%%

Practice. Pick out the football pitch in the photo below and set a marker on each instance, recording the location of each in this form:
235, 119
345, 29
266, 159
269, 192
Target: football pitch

%%

**TASK DIRECTIONS:** The answer must be the full listing, restated word for word.

**EXERCISE RESPONSE:**
Practice. Pick out the football pitch in the photo below and set a marker on each instance, recording the location of each in this form:
235, 119
345, 29
266, 159
269, 192
Target: football pitch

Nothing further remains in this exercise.